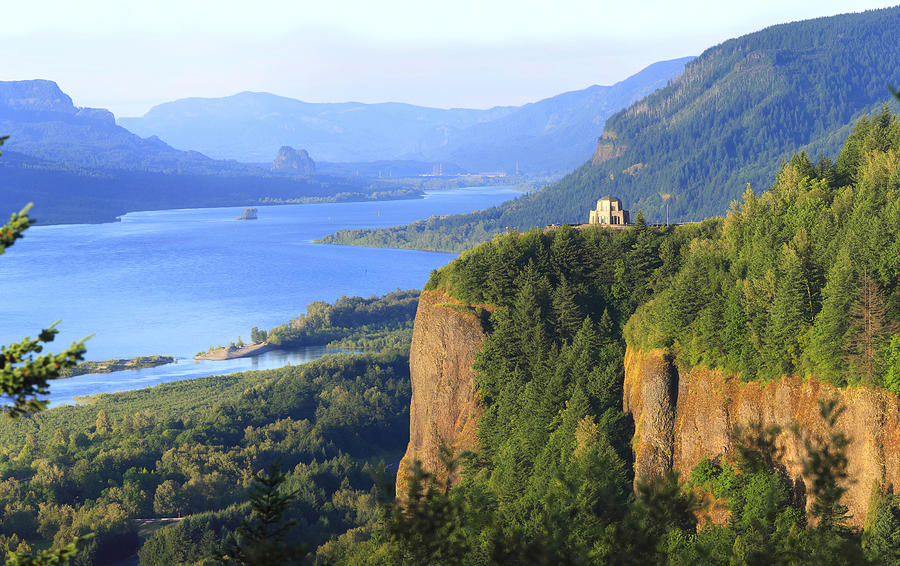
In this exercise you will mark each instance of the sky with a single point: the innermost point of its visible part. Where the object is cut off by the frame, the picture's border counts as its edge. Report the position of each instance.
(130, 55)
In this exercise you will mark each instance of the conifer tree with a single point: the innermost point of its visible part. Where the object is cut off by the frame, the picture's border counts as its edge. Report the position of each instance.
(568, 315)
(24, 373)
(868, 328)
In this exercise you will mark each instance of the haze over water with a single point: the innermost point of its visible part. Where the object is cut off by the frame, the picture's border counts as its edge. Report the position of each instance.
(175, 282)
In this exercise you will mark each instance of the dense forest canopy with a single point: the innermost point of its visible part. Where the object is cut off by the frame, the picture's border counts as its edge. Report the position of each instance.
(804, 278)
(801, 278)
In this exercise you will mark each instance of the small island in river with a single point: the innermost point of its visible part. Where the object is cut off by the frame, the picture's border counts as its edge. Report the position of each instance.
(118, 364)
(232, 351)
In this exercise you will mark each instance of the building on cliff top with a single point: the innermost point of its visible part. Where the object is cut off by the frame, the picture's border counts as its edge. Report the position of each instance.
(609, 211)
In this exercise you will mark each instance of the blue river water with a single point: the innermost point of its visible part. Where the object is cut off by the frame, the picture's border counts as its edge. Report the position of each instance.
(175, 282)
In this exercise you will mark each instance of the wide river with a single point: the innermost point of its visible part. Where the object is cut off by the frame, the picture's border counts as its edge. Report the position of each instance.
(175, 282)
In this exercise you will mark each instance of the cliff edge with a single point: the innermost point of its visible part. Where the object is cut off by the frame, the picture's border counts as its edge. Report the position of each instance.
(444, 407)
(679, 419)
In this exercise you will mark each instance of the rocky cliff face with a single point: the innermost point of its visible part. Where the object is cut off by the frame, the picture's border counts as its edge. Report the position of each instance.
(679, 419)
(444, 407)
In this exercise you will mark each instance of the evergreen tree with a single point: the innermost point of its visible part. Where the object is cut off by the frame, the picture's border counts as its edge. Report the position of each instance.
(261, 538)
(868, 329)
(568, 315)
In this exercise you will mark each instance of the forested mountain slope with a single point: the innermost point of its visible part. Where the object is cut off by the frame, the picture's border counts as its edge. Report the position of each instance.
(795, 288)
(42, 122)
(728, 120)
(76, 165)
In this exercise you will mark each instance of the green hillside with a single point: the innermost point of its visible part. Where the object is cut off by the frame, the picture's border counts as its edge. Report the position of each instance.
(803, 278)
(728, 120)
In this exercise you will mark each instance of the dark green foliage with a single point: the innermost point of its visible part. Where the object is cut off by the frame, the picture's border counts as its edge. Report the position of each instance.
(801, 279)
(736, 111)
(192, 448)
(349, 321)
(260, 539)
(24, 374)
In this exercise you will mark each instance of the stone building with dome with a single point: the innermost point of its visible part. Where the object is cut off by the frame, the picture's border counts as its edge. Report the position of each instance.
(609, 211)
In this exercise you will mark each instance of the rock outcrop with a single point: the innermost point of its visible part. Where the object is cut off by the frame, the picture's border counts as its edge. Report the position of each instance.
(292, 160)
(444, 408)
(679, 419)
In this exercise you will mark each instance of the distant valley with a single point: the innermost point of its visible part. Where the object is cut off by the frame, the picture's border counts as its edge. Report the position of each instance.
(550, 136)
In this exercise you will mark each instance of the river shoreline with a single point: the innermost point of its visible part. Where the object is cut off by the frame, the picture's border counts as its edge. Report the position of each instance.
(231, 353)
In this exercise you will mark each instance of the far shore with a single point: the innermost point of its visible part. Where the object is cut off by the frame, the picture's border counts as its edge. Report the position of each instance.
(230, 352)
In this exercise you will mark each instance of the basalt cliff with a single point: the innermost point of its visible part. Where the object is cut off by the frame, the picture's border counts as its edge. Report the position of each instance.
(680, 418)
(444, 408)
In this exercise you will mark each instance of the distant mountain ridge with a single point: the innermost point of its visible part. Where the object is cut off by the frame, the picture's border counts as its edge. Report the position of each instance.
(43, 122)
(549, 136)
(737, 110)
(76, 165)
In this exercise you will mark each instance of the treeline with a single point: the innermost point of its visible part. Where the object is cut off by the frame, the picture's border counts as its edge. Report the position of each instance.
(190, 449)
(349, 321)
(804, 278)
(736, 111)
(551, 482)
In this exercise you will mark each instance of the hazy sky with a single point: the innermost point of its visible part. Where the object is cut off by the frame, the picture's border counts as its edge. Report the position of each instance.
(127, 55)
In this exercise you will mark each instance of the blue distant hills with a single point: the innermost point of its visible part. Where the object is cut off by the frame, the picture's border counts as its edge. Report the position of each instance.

Written task – Pictures are not part of the copy; output everything else in the records exactly.

Solution –
In this exercise you will mark each instance of the sky with a single point: the innermost point of its visible part. Where the object is cut off by the frame, the picture's border counts as its edge. Report the position of each instance.
(130, 55)
In this exercise you will mark each instance of the conifer tree with a single point: the innermost point of its visible part. Where the object is cut off by the frame, the picture's border counts as its edge. Report the position of each instance.
(568, 315)
(24, 373)
(868, 328)
In this exercise you will mark each instance of the haze over water with a single point: the innermost point of its visible part. Where the object is cut off by the frame, the picture's border counts as its edge. Report the position of each instance.
(175, 282)
In this exercise you will mark each instance of the dense forest canopy with a single point: the innermost point of its visible part. Where the object is cut off by the frame, the picture's border counts as its edge. Report the position of each instance.
(804, 278)
(801, 278)
In this exercise you will mark each instance of the small island in river with a single point: the innermost point of its visible part. Where the object is cut off by the frame, the picture's border counts as its edge. Report the position of each instance.
(118, 364)
(232, 351)
In this exercise you will mark each instance of the building on cliff top with a single point: the innermost point of its visible part. Where the object is cut off by the frame, the picture's border counts as its edge. Report the position of each instance.
(609, 211)
In this exercise you will mark each instance of the blue river water with a single point: the innermost point of its visible part. Where the object is cut off by the frame, the picture's border counts as its edge. Report the position of each instance.
(175, 282)
In this exercise you will mark each instance of the wide river with a single point: the innermost point of its visible part. Where the object is cut off by the frame, the picture's border counts as its edge. Report the position of each instance.
(175, 282)
In this exercise you will mark each instance of the cliff edge with a single point: the innermost point of its visible part. Where the object is cut off by the frame, the picture's border counts as its edge. Report the position of each instance.
(444, 407)
(679, 419)
In this exercise you will mark each instance of the rocky cliff face with a single point: the innermost point of its visible part. Where the object is cut off by the frame, the picture's border counts as its edge. Report the position of each instance.
(679, 419)
(444, 407)
In this exercise you will mark each instance of the evergreen tree with a single point: the innermost point of its visible part. Where the object is cut off by the frame, the picture's border counts as its edge. Report the position of each instance.
(261, 538)
(868, 329)
(568, 315)
In this exercise you will mark each instance of the forested mountain slope with a single point: the innermost point of its visible part. Where the object is cut off by the frame, the picture's border counts as its edge. Report the position of each instance.
(795, 288)
(42, 122)
(728, 120)
(76, 165)
In this exercise you will mark each instance of the green hillside with a single point: the innermost point of its visible part. Where the object is cut off by the frame, the picture's border counts as its edge. Report the position of each instance.
(803, 278)
(728, 120)
In this exercise you will mark each instance of the dark green foliage with a single point: the innermost point of its visible part. Where the object is cut off by the frame, the picture's border counts as its edge. Report the position of each instance.
(801, 279)
(736, 111)
(192, 448)
(349, 321)
(260, 539)
(24, 374)
In this exercise you will mark each instance of the stone building with dome with a single point: the innermost point of its visible part. Where the object is cut off by the frame, the picture's border counts as its edge. Report the position of each instance.
(609, 211)
In this exercise you will mark each instance of the rock outcrop with a single point: the innermost point of its visible part. Where the object is cut off by the frame, the picture's border counts as its edge. Report the position of each instance.
(292, 160)
(444, 408)
(679, 419)
In this exercise you will mark each instance of the distant valley with a single point: the innermost point of its visible part. Where the object is cut off by the frame, the picture's border counts as its edge. Report the position of each instance.
(550, 136)
In this exercise you will mark each instance of the river shoreline with a single point: the innermost point of its visible part. Where the object is cut off by the frame, the picture's border counts as its edge. Report the position of each instance.
(231, 353)
In this exercise you will mark each instance of the far shore with a single point: the innermost point of its visible part. Where the object is cut off by the frame, the picture's border counts as its edge. Report the position of each instance.
(230, 352)
In this exercise you will mark each instance of the basalt cliff with a single point: the innermost point of its visible part. Where the object is cut off by the frame, the picture's border counts as its edge. Report the position of each instance.
(680, 418)
(444, 408)
In this exercise you will mark each instance of the distant mountain ridge with a single point: the innermost point of its visible part. Where the object is cut off by the frame, the picture's border counts as its edge. Report the position of each instance.
(43, 122)
(549, 136)
(737, 110)
(76, 165)
In this exercise you will mark each instance of the treeline with a single point: the innermost point of its visible part. Where the object is cut off by the frame, the picture's border counts as its edge. Report the position of each instance.
(190, 449)
(349, 321)
(804, 278)
(736, 111)
(551, 482)
In this exercise you will mark each instance of the hazy sky with a single point: the innermost point of its visible part. Where the object is cut off by the frame, the picture's border counts as its edge. Report the position of each instance.
(127, 55)
In this exercise you will mark each instance of the blue distant hills with a single point: the innermost point of its visible part. Where the object is cut off by the frame, the picture's border counts as its edge. Report the position of each instance.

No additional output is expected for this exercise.